WHAT THIS TASK INVOLVES: Copy the stretch from "really ...I would" through "(Mar 29, 2010)" in the rear gear thread below, word for word.

[Start TEXT TO READ]

# what rear gear should i run..



## 71gto (Apr 7, 2012)

i have a 455/462 i am gettin ready to put in my 71 gto. Im trying to decide what kind of gear to run. Was thinking 3.73's. I am going to be street/stripping the car and will not be doing long distance runs all that much if at all. Let me know your input and experiences please I am surrounded by chevy guys haha


----------



## 05GTO (Oct 6, 2004)

Which rear end are you using? Type-C 12 bolt or a BOP 10 bolt? What are your current gears? Automatic or 4-speed?


----------



## 71gto (Apr 7, 2012)

the car currently has an open 10 bolt 8.2 bop but i am open to ideas


----------



## 05GTO (Oct 6, 2004)

Find a Chevelle 12 bolt with 3:73 gears, the carrier breaks on BOP rear ends are 2.76 & down / 2.94 to 3.23 / 3.31 & up, what are your current gears?


----------



## 71gto (Apr 7, 2012)

I believe 3.23s. Will 3.73s work well with the motor? Performance wise. I will be running a 400 tranny


----------



## geeteeohguy (Feb 2, 2008)

Performance-wise, 3.23's are a much better gear for a 455 than 3.73's. Much better. If you had a small block Chevy 327, then the 3.73 would be the gear of choice. A short gear with a 455 will limit its performance potential quite a bit without an up-side. Stick with the gears you have and add a limited slip.


----------



## 44070dart (Mar 25, 2010)

*gears*



geeteeohguy said:


> Performance-wise, 3.23's are a much better gear for a 455 than 3.73's. Much better. If you had a small block Chevy 327, then the 3.73 would be the gear of choice. A short gear with a 455 will limit its performance potential quite a bit without an up-side. Stick with the gears you have and add a limited slip.



really ...I would think 3:23 would be to high for a street /strip car ...more like a highway cruiser ... get all your ducks in a row ( tire size..what rpm you figure to run in the traps ..1/8 or 1/4 mile track.. what converter stall you have) then you can find info on line to figure your gear but in my experience you need a lower gear than 3:23's for you big block... small block Chevy's need gears in the 4's to wind them up had quite a few over the years ..just my 2cents


----------



## ALKYGTO (Mar 29, 2010)

[End TEXT TO READ]
[Start DATA]

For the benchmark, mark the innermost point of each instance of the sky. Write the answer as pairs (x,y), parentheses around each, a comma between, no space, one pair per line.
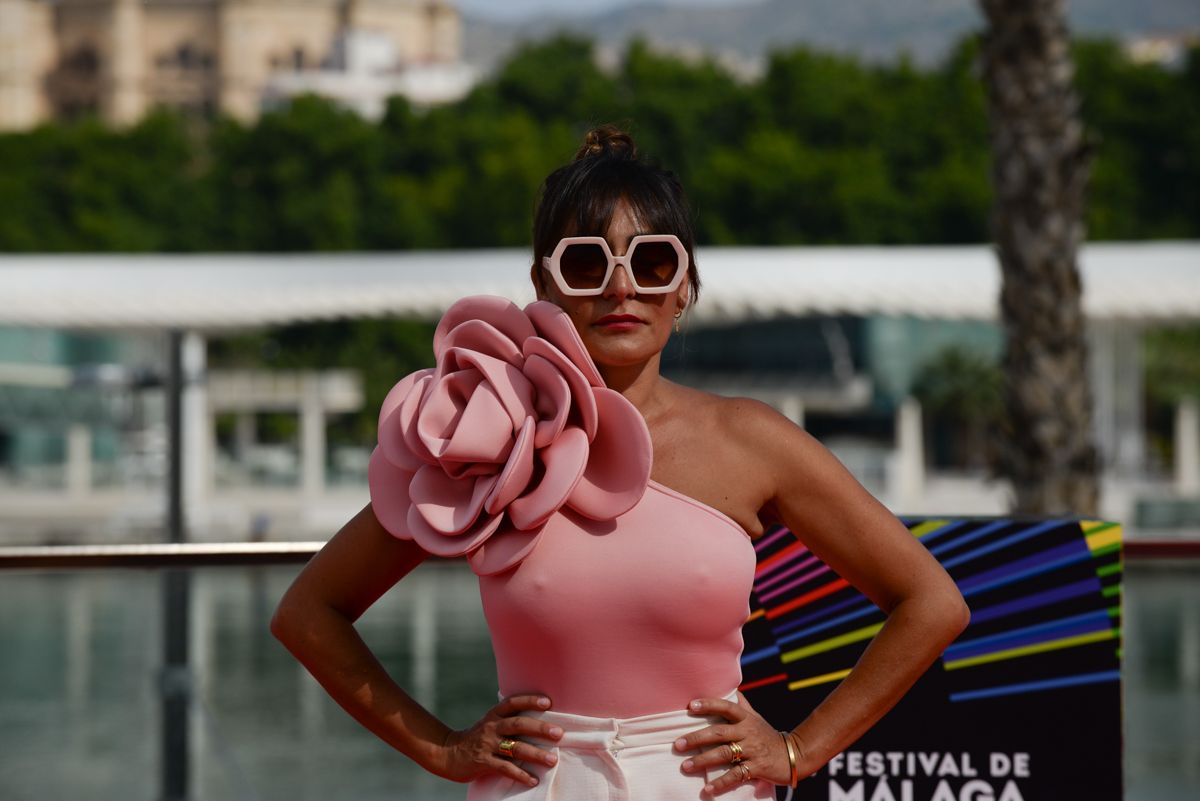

[End DATA]

RESULT OF THIS EXERCISE:
really ...I would think 3:23 would be to high for a street /strip car ...more like a highway cruiser ... get all your ducks in a row ( tire size..what rpm you figure to run in the traps ..1/8 or 1/4 mile track.. what converter stall you have) then you can find info on line to figure your gear but in my experience you need a lower gear than 3:23's for you big block... small block Chevy's need gears in the 4's to wind them up had quite a few over the years ..just my 2cents


----------



## ALKYGTO (Mar 29, 2010)